Hoisted by Their Own Petard: Defeating Immunity Protein–Mediated Bacteriocin Resistance

The irresponsible use of antibiotics has led to an erratic spread of antimicrobial resistance (AMR) among bacterial pathogens. Without intervention, 10 million AMR-related deaths per year by 2050 are estimated by the WHO. Nonetheless, the development of novel antibiotics has almost come to a halt. In this context, naturally occurring narrow-spectrum antimicrobial proteins, known as bacteriocins, are promising alternatives to address the need for effective and selective antimicrobial treatments. However, the widespread distribution of cognate immunity proteins among bacteriocin producers vastly limits the natural antimicrobial spectrum against Gram-negative bacteria. On the example of pyocin S2 (PyoS2), an S-type HNH DNase bacteriocin targeting the opportunistic human pathogen Pseudomonas aeruginosa , this study demonstrates for the first time that a rationally introduced single mutation and chemical protein functionalisation at PyoS2’s immunity protein exosite fully eradicate immunity protein-mediated resistance to pyocins in multidrug-resistant clinical P. aeruginosa isolates. The presented findings highlight a strategy to engineer bacteriocins from pathogenic Gram-negative bacteria with an extended antimicrobial spectrum, overruling the prevalent and predominant bacteriocin resistance mechanism of immunity protein binding. This strategy could expedite the development of engineered bacteriocins to expand our repository of antimicrobials to combat the worsening antimicrobial resistance crisis and avert a post-antibiotic era.

[Region pointing data]
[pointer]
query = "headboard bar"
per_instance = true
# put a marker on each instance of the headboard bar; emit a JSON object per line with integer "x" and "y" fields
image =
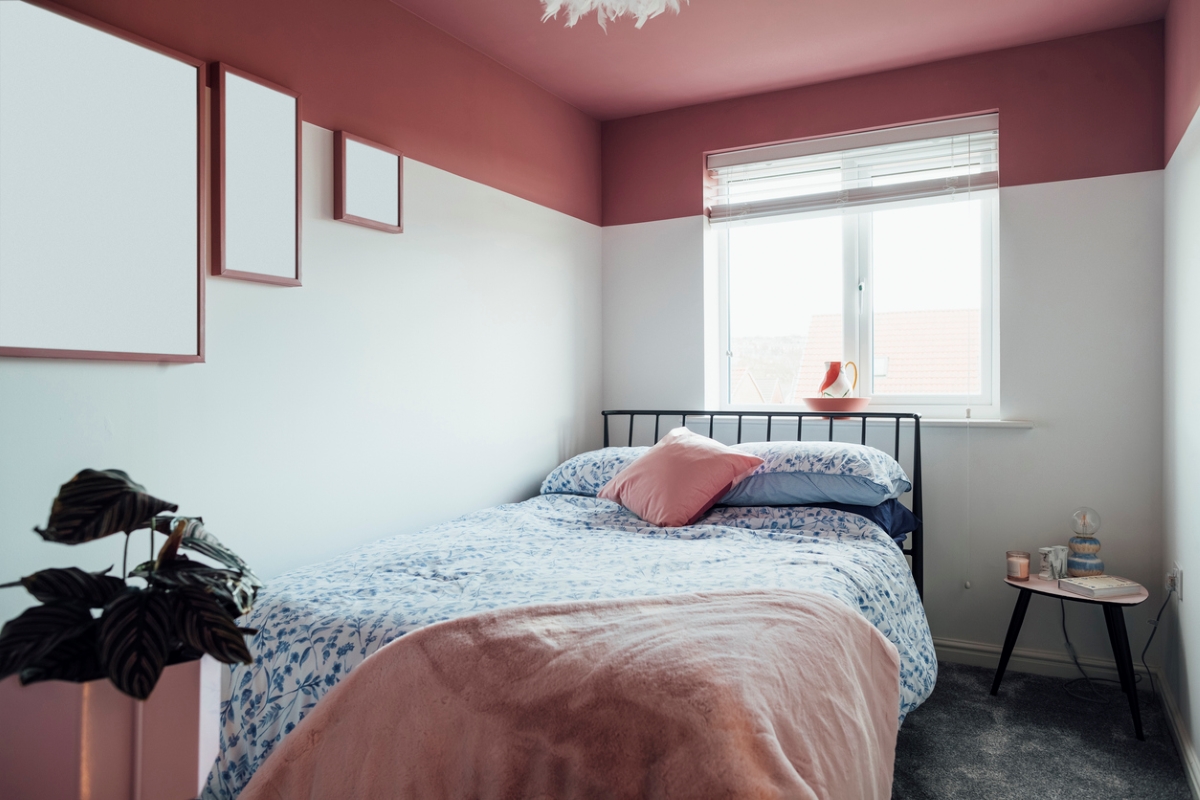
{"x": 916, "y": 549}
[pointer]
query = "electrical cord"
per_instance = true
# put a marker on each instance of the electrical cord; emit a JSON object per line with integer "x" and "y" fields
{"x": 1069, "y": 686}
{"x": 1096, "y": 696}
{"x": 1153, "y": 625}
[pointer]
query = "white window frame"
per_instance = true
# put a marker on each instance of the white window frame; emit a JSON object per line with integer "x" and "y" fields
{"x": 857, "y": 334}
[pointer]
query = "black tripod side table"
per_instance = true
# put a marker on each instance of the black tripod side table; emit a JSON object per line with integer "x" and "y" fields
{"x": 1114, "y": 618}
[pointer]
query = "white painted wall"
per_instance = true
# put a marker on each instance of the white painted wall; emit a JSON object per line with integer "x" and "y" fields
{"x": 412, "y": 378}
{"x": 1081, "y": 301}
{"x": 1182, "y": 425}
{"x": 653, "y": 314}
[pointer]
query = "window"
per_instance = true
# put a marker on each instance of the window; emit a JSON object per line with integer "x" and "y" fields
{"x": 877, "y": 248}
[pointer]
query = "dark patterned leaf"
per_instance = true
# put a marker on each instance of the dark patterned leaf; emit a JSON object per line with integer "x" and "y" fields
{"x": 36, "y": 631}
{"x": 204, "y": 625}
{"x": 97, "y": 503}
{"x": 198, "y": 539}
{"x": 229, "y": 588}
{"x": 183, "y": 654}
{"x": 72, "y": 584}
{"x": 75, "y": 660}
{"x": 135, "y": 639}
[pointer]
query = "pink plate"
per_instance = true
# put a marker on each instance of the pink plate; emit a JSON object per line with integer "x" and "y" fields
{"x": 837, "y": 403}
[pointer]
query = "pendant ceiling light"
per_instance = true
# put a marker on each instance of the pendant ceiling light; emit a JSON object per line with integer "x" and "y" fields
{"x": 607, "y": 10}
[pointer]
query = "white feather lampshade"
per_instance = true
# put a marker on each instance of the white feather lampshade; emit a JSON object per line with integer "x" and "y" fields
{"x": 607, "y": 10}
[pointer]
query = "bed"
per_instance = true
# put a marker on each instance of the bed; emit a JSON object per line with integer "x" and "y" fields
{"x": 319, "y": 624}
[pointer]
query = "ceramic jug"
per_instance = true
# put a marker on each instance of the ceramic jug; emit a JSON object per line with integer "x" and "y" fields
{"x": 835, "y": 383}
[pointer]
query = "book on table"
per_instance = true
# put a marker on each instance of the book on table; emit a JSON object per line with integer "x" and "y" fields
{"x": 1101, "y": 585}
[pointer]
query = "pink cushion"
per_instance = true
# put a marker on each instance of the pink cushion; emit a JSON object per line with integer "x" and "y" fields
{"x": 679, "y": 479}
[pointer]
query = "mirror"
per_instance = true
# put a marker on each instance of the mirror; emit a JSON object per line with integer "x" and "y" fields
{"x": 367, "y": 182}
{"x": 101, "y": 191}
{"x": 256, "y": 179}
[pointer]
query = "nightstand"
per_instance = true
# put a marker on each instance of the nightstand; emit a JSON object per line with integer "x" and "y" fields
{"x": 1114, "y": 618}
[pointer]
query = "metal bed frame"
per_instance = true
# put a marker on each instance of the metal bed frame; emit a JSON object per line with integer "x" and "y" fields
{"x": 916, "y": 549}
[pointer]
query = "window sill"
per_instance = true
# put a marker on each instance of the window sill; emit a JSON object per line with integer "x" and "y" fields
{"x": 1017, "y": 425}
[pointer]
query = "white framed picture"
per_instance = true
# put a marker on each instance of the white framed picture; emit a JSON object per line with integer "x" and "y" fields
{"x": 102, "y": 191}
{"x": 369, "y": 180}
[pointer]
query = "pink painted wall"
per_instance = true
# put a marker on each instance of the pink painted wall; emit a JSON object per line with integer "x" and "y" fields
{"x": 372, "y": 68}
{"x": 1182, "y": 68}
{"x": 1071, "y": 108}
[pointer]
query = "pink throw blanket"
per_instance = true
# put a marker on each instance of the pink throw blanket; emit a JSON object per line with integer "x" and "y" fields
{"x": 719, "y": 695}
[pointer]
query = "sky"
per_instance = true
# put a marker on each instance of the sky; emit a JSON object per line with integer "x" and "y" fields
{"x": 924, "y": 257}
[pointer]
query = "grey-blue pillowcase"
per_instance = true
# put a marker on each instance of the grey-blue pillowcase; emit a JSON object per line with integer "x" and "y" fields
{"x": 799, "y": 473}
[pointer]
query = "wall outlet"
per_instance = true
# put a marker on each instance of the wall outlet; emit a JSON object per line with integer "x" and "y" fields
{"x": 1175, "y": 581}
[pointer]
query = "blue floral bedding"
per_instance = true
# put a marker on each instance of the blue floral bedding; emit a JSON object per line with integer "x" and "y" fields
{"x": 319, "y": 623}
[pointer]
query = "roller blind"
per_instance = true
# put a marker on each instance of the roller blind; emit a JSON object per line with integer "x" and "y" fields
{"x": 933, "y": 160}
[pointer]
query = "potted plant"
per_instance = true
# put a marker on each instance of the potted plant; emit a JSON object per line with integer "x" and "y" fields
{"x": 73, "y": 734}
{"x": 166, "y": 611}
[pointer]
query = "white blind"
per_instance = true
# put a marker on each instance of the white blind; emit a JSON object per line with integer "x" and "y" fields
{"x": 931, "y": 160}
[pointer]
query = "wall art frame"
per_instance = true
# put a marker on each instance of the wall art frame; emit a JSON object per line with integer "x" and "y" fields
{"x": 247, "y": 168}
{"x": 363, "y": 180}
{"x": 71, "y": 324}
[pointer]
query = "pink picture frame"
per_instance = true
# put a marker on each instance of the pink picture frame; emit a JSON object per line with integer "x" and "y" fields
{"x": 340, "y": 185}
{"x": 217, "y": 72}
{"x": 202, "y": 221}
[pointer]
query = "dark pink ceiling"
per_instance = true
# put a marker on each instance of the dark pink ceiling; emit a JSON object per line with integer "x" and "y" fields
{"x": 715, "y": 49}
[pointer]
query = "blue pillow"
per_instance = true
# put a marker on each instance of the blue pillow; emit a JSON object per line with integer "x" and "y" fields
{"x": 802, "y": 473}
{"x": 891, "y": 515}
{"x": 587, "y": 473}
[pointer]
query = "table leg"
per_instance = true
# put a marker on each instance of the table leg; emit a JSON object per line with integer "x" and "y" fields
{"x": 1113, "y": 638}
{"x": 1120, "y": 638}
{"x": 1014, "y": 629}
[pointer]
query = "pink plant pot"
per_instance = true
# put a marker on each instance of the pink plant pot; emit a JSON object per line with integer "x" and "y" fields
{"x": 88, "y": 741}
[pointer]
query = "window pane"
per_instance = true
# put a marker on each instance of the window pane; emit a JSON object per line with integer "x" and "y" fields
{"x": 927, "y": 270}
{"x": 785, "y": 308}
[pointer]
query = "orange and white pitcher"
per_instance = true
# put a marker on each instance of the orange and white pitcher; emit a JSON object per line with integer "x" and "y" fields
{"x": 835, "y": 383}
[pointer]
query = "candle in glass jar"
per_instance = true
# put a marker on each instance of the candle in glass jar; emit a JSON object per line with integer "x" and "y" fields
{"x": 1018, "y": 565}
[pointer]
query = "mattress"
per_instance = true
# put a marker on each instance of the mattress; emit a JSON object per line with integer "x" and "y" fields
{"x": 319, "y": 623}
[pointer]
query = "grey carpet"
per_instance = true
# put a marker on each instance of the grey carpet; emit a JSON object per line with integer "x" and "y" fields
{"x": 1032, "y": 740}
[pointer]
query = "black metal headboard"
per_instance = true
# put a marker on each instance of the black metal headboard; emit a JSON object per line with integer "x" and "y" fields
{"x": 916, "y": 549}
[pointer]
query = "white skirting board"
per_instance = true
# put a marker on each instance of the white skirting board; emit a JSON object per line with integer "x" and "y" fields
{"x": 1180, "y": 734}
{"x": 1059, "y": 665}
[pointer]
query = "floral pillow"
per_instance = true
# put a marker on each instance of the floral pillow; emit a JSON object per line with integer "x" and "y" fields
{"x": 588, "y": 473}
{"x": 797, "y": 473}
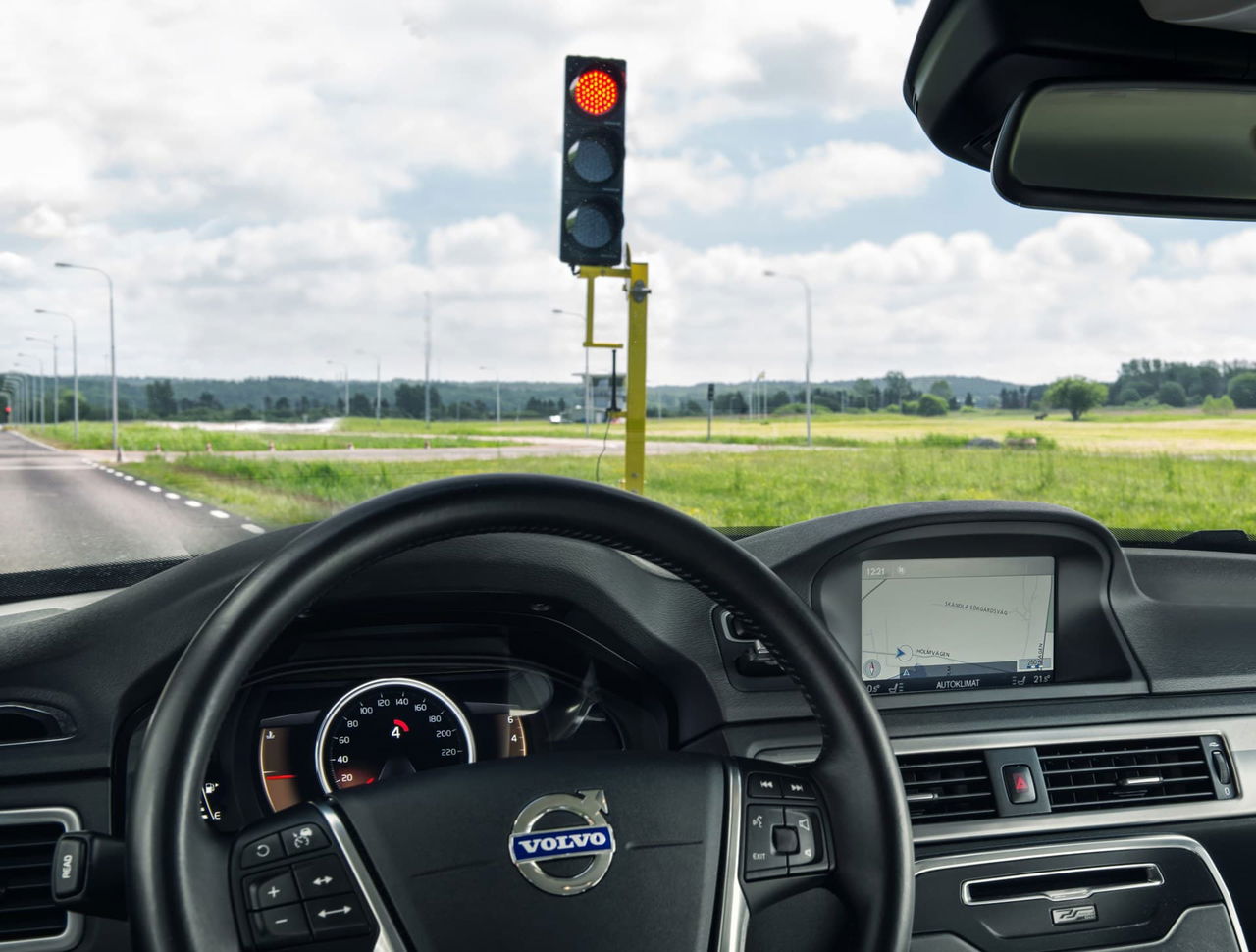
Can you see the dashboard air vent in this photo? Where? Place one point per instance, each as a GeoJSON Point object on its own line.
{"type": "Point", "coordinates": [1106, 773]}
{"type": "Point", "coordinates": [26, 908]}
{"type": "Point", "coordinates": [950, 785]}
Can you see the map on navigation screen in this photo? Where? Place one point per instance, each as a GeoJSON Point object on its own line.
{"type": "Point", "coordinates": [941, 624]}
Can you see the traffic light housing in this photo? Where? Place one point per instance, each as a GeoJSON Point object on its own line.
{"type": "Point", "coordinates": [593, 162]}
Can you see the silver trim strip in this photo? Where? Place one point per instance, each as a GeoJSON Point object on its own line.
{"type": "Point", "coordinates": [390, 938]}
{"type": "Point", "coordinates": [1154, 878]}
{"type": "Point", "coordinates": [1238, 733]}
{"type": "Point", "coordinates": [1071, 849]}
{"type": "Point", "coordinates": [73, 930]}
{"type": "Point", "coordinates": [734, 911]}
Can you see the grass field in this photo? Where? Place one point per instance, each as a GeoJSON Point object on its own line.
{"type": "Point", "coordinates": [774, 488]}
{"type": "Point", "coordinates": [1122, 431]}
{"type": "Point", "coordinates": [1149, 470]}
{"type": "Point", "coordinates": [146, 437]}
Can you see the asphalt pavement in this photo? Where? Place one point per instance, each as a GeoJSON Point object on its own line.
{"type": "Point", "coordinates": [62, 508]}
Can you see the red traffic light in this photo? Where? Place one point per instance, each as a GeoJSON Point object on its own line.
{"type": "Point", "coordinates": [596, 92]}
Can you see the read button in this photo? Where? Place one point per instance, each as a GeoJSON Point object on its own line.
{"type": "Point", "coordinates": [1019, 782]}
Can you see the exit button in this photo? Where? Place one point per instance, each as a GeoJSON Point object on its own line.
{"type": "Point", "coordinates": [1019, 784]}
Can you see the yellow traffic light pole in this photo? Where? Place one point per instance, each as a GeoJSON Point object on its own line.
{"type": "Point", "coordinates": [636, 278]}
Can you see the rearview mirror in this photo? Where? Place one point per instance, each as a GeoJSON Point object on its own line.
{"type": "Point", "coordinates": [1183, 149]}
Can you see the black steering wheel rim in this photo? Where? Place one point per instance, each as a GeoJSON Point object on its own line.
{"type": "Point", "coordinates": [176, 881]}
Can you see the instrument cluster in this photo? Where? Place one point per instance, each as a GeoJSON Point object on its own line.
{"type": "Point", "coordinates": [312, 736]}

**Work instructions**
Decide whether each statement below agrees with the bacteriocin text above. Answer yes or no for each, and quote the words from the text that settle it.
(a) The WHO estimates 10 million AMR-related deaths per year by 2050 if nothing is done.
(b) Pyocin S2 targets Escherichia coli.
(c) The study overcame immunity protein-mediated resistance by introducing two mutations.

**Finished exercise**
(a) Yes: "Without intervention, 10 million AMR-related deaths per year by 2050 are estimated by the WHO."
(b) No: "targeting the opportunistic human pathogen Pseudomonas aeruginosa"
(c) No: "a rationally introduced single mutation"